#### What is being asked
Count the lines in the material below that contain the string "stool", treating uppercase and lowercase as different. Reply with the number alone.

Start of Stored data

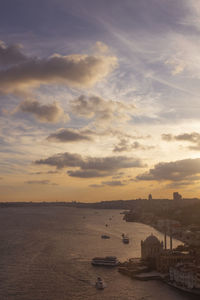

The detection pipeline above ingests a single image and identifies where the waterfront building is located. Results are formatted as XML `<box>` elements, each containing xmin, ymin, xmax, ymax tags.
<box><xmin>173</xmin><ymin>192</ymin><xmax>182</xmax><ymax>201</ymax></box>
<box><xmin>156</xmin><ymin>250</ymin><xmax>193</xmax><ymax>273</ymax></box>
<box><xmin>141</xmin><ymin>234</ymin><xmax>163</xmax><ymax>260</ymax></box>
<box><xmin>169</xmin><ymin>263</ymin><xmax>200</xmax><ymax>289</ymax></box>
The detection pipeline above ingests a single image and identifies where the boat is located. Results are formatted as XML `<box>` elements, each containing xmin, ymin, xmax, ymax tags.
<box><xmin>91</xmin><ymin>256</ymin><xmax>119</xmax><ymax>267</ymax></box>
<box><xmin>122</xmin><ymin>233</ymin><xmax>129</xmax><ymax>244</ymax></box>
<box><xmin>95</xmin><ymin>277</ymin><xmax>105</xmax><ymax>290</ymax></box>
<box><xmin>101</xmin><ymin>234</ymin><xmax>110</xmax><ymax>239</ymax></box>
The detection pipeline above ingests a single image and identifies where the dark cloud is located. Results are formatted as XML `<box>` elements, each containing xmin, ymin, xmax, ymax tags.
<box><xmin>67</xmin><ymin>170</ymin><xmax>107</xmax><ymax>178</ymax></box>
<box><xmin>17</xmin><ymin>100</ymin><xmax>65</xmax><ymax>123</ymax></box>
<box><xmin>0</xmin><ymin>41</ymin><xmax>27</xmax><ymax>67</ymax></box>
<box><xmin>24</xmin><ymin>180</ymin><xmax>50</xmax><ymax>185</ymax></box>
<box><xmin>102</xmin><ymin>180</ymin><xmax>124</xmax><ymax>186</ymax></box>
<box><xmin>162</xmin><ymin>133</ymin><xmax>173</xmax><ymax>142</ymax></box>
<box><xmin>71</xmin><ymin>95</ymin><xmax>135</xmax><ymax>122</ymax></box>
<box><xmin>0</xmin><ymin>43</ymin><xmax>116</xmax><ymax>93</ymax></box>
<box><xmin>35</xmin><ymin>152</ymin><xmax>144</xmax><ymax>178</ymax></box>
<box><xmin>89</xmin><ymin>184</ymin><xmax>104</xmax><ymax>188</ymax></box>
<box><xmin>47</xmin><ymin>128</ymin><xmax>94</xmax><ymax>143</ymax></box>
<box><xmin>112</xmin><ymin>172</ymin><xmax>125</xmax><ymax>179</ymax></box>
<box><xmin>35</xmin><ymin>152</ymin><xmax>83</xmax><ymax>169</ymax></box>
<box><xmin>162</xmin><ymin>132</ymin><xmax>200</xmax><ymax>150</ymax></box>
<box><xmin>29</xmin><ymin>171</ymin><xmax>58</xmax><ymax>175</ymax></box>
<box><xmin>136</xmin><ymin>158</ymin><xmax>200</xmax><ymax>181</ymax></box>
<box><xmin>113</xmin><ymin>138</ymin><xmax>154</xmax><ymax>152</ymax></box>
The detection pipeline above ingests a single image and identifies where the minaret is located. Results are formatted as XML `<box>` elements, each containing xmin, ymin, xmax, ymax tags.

End of Stored data
Start of Stored data

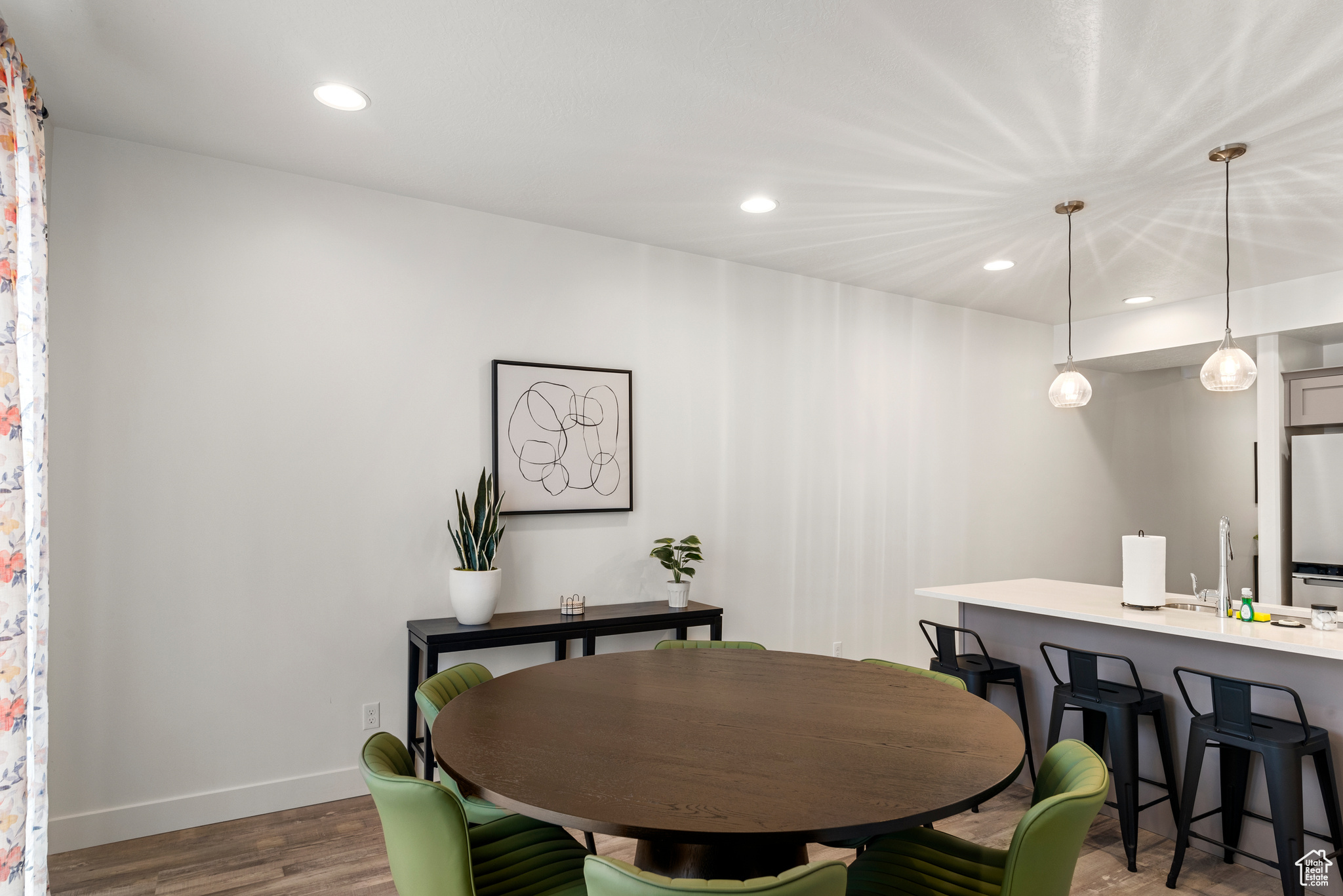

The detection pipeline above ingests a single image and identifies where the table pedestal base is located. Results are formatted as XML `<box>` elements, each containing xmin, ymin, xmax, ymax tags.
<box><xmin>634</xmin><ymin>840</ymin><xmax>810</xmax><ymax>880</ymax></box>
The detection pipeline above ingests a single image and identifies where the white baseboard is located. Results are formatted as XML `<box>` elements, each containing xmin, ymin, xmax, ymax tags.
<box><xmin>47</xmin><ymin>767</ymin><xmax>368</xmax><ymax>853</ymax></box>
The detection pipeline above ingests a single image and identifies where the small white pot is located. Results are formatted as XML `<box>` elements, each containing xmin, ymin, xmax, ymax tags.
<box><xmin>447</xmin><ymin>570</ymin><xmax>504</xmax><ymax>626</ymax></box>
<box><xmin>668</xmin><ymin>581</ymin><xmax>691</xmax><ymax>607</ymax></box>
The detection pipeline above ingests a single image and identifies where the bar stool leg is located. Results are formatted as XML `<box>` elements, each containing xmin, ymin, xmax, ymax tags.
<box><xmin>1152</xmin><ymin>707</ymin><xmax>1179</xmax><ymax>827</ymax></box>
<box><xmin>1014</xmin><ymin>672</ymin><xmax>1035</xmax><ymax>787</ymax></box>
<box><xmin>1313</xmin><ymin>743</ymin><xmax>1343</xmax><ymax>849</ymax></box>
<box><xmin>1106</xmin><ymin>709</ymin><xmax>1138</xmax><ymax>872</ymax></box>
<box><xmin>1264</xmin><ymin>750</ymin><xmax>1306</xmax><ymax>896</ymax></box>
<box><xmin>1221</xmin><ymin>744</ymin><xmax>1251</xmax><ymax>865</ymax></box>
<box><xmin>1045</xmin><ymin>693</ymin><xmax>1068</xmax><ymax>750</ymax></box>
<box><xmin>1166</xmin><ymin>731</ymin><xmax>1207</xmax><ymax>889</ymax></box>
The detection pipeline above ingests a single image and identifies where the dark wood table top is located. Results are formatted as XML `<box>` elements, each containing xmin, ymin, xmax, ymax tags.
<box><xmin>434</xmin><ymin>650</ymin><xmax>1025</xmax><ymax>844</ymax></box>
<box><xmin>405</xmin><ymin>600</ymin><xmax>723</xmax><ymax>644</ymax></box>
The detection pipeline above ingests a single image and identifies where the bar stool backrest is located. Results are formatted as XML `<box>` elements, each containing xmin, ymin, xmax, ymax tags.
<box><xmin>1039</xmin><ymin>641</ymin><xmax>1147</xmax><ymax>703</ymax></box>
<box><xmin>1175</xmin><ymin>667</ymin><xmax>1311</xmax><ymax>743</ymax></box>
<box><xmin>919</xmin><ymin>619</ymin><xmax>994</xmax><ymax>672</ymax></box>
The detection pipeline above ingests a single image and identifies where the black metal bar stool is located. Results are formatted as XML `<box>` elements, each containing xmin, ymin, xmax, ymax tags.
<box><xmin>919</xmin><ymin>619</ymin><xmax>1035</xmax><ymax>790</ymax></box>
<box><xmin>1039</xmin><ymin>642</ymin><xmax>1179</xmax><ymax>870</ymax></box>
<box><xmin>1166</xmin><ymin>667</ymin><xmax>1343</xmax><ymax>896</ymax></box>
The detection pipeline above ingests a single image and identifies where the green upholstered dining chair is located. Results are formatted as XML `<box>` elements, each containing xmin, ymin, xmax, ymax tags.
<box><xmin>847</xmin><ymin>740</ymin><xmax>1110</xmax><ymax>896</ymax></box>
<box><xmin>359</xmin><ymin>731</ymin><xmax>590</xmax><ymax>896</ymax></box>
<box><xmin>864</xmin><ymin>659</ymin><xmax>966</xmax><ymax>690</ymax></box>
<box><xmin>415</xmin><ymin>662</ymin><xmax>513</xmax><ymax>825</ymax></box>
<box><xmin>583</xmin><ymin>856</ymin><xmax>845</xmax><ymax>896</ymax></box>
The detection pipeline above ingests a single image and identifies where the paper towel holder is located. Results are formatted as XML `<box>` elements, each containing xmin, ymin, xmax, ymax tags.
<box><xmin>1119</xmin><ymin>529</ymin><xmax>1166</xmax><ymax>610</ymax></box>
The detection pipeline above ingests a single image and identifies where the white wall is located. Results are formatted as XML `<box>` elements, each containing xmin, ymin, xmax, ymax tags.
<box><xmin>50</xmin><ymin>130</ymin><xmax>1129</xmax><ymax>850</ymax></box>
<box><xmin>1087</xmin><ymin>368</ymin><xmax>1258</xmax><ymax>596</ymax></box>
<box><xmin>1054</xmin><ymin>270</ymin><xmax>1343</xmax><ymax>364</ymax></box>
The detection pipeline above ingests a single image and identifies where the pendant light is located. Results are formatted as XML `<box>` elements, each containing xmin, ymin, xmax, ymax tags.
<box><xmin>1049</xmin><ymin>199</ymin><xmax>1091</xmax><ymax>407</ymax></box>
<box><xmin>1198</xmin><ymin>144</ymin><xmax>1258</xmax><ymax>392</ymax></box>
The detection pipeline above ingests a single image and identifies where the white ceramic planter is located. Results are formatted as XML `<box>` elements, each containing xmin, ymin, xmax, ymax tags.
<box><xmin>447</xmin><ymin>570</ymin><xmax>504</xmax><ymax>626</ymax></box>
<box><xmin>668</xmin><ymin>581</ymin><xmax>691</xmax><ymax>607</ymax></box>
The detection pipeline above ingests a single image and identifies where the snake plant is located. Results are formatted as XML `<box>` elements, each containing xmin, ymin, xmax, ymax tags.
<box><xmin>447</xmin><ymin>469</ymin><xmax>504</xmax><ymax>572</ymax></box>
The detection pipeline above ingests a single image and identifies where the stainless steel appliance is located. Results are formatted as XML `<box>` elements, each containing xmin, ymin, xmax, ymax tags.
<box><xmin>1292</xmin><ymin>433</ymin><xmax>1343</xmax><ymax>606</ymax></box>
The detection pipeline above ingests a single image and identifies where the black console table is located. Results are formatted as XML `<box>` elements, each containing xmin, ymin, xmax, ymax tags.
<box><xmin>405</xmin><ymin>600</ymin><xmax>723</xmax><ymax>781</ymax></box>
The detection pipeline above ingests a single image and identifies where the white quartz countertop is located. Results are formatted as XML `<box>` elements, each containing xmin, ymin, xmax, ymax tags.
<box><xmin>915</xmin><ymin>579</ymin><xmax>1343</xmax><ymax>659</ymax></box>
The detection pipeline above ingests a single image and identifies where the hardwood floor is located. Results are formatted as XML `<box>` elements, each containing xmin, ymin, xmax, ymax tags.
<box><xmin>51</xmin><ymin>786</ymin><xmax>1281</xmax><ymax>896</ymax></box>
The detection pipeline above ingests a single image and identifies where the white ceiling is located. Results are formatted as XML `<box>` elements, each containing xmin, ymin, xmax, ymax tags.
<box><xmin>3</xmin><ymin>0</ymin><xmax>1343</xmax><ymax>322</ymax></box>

End of Stored data

#### The result
3